## WHAT YOU WILL DO
Whatever the data contains, copy all of it exactly.

[Point-per-instance localization data]
********************

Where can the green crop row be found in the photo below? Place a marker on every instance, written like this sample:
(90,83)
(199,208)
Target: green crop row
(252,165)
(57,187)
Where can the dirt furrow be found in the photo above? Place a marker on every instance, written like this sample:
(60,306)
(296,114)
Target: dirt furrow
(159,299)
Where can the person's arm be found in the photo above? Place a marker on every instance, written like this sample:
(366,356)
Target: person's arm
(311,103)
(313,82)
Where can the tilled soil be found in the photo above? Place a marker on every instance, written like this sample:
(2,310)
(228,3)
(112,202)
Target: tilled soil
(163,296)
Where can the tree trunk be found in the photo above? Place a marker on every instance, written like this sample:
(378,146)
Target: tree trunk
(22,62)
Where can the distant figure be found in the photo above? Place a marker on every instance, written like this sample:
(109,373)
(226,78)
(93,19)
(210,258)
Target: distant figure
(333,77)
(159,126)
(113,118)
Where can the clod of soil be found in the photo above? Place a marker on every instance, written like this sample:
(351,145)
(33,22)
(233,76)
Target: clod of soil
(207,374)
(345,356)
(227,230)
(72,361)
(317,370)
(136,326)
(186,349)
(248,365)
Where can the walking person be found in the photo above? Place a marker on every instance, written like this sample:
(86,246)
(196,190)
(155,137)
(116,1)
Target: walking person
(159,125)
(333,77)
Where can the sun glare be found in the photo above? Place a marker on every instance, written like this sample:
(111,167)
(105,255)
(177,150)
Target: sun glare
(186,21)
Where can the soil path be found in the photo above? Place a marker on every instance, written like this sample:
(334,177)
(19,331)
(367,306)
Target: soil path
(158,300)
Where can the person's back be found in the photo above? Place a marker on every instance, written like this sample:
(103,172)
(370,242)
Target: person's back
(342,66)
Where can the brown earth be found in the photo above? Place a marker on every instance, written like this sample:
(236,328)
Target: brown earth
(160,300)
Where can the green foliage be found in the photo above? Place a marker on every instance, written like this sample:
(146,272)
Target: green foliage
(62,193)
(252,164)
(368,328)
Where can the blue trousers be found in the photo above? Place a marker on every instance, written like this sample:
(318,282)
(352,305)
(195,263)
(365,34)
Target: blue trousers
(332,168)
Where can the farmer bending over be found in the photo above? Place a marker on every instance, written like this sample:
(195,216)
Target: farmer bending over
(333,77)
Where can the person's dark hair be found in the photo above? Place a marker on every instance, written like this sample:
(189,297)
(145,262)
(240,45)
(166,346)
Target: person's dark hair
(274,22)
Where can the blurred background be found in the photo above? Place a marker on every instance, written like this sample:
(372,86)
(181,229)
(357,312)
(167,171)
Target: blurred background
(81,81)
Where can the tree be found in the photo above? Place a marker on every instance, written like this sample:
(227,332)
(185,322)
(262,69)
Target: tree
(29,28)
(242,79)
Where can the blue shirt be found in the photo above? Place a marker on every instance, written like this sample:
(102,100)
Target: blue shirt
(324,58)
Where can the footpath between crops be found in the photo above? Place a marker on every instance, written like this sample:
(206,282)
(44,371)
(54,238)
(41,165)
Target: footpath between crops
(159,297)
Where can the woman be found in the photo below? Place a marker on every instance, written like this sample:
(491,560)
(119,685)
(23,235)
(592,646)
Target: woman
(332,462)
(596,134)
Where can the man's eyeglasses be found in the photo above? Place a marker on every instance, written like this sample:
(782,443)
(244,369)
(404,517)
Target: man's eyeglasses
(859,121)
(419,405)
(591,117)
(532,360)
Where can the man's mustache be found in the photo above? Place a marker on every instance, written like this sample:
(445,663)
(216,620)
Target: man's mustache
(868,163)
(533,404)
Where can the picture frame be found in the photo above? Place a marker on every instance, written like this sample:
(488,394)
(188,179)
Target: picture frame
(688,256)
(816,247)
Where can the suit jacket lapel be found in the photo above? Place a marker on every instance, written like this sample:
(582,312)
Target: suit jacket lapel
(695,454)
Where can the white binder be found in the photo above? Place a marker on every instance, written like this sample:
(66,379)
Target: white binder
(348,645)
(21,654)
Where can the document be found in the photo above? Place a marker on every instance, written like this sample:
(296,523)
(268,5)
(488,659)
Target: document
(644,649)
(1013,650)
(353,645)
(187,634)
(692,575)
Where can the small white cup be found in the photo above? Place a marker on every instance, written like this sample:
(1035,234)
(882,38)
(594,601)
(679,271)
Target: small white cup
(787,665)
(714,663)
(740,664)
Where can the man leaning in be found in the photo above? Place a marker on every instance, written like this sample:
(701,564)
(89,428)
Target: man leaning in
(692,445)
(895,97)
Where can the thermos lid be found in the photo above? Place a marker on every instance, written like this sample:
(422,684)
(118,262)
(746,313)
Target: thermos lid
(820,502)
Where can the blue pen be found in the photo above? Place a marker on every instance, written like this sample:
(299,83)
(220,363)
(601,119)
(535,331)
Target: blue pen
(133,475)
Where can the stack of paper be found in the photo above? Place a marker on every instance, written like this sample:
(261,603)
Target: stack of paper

********************

## WRITTEN REPLY
Where can the green crop row be found in the photo below? Place a marker on every instance, written like this sample:
(90,83)
(199,208)
Target: green crop row
(252,165)
(57,187)
Where can the dirt furrow be found in the photo above? Place a marker on every instance, written like this sample:
(60,306)
(296,114)
Target: dirt furrow
(159,299)
Where can the person's arm be found in the photo above? Place a marker on every instance, written like this sample:
(366,356)
Target: person's arm
(311,103)
(313,82)
Where can the tilled soil be found in the photo above? Place a marker on every instance, written like this sample:
(2,310)
(228,3)
(112,202)
Target: tilled soil
(163,296)
Where can the tree trunk be found in the photo above? Place a marker on every instance, written like this sample:
(378,146)
Target: tree trunk
(22,62)
Where can the distant figure be found in the photo above? Place a marker on every instance, written like this sample:
(109,373)
(226,78)
(93,19)
(210,258)
Target: distant figure
(333,77)
(159,126)
(113,118)
Where can the clod of soil be found in the photo above? Place a marker on every instance, written like this sample:
(351,145)
(33,22)
(233,76)
Target: clod of soil
(207,374)
(345,356)
(227,230)
(72,361)
(317,370)
(136,326)
(186,349)
(248,365)
Where can the walking person be found in the photo above? Place a marker on every instance, written like this sample:
(86,246)
(196,190)
(155,137)
(116,1)
Target: walking person
(159,125)
(333,77)
Where can the sun glare be found in the photo above? Place a marker on every instance, written like this sample:
(111,167)
(105,255)
(177,150)
Target: sun glare
(186,21)
Where can the soil path be found in the photo above? Place a marker on every instance, written like this sample:
(334,177)
(19,331)
(367,306)
Target: soil path
(158,300)
Where can the person's back be found in the photo above? Place a marker on every instance, written like this sample:
(103,172)
(370,242)
Target: person's back
(342,66)
Where can the brown earth be found in the photo above? Place a marker on every instance, written like this sample:
(236,328)
Target: brown earth
(160,300)
Where can the green foliage be found in the photo above? Place a marker on every instance, written like this sample:
(146,272)
Target: green foliage
(62,193)
(252,164)
(368,328)
Where can the blue trousers be found in the photo above? Place a marker on every instance, written like this sample:
(318,282)
(352,305)
(195,263)
(365,34)
Target: blue trousers
(332,168)
Where can the farmer bending over be found in the photo above? Place a marker on every instance, written like this sample:
(195,216)
Target: farmer bending over
(333,77)
Where can the person's dark hair be found in the photo above? Place a marker on every instance, written like this sample:
(189,297)
(145,262)
(240,45)
(166,346)
Target: person's dark hair
(274,22)
Where can the blurred background be found in the photo above? Place a marker on every instance, written like this sample:
(372,86)
(181,229)
(357,312)
(167,171)
Target: blurred background
(81,81)
Where can the tree be found in the photo above? Place a marker on every instance, written like this sample:
(227,332)
(185,322)
(262,69)
Target: tree
(29,28)
(242,79)
Where can the blue shirt be found in the photo above? Place a marker on every instance, written like this sample:
(102,100)
Target: blue shirt
(324,58)
Where can the footpath between crops be found in the photo above? Place a marker on every instance, written like this sample:
(206,282)
(44,371)
(54,238)
(41,165)
Target: footpath between crops
(159,297)
Where can the woman be found in the photo below? Place a marker on every instance, written like this sample:
(491,560)
(119,685)
(23,235)
(592,646)
Target: woman
(332,462)
(596,134)
Where can the man's eyeglasses be found in the photo above? Place a marker on every instance, written like this sample:
(782,443)
(244,369)
(404,517)
Target: man's eyeglasses
(859,121)
(419,405)
(591,117)
(532,360)
Where can the man's mustache be found in the photo above? Place a marker on every instance, written like this sample:
(445,663)
(216,620)
Target: man's mustache
(868,163)
(533,404)
Where can the picture frame be found in the photo above? Place a marker on every instance, written like this sample:
(488,394)
(188,179)
Target: picture frame
(688,256)
(816,247)
Where can the suit jacket lapel be found in the photo above? Place a marker on every instance, written like this sample:
(582,312)
Target: suit jacket lapel
(695,454)
Where can the white binder be found in the photo above? Place a marker on every instance, written like this sample:
(66,379)
Target: white binder
(348,645)
(21,654)
Where can the document be found in the photo above? Place a marker on every instance, written like this sample:
(296,523)
(268,5)
(488,659)
Target: document
(644,649)
(1013,650)
(353,645)
(187,634)
(692,575)
Where can the small white cup be found in the photo above? Place a marker on every instance, written like this sample:
(1035,234)
(882,38)
(594,601)
(679,271)
Target: small white cup
(787,665)
(714,663)
(740,664)
Where can the man leaning in be found in the photo above? Place a marker on every instance, written like this sample:
(701,564)
(89,428)
Target: man leaning in
(692,445)
(895,97)
Where can the thermos lid be found in the photo above? Place a marker on every instance, written like this sample:
(422,684)
(118,262)
(746,313)
Target: thermos lid
(820,502)
Where can the blue pen be found in the photo above? Place a marker on every instance, written like this sample:
(299,83)
(220,363)
(601,119)
(535,331)
Target: blue pen
(133,475)
Where can the stack of paper be found in the photo above? Place a marker on every instance, written like this sample:
(261,603)
Target: stack of paper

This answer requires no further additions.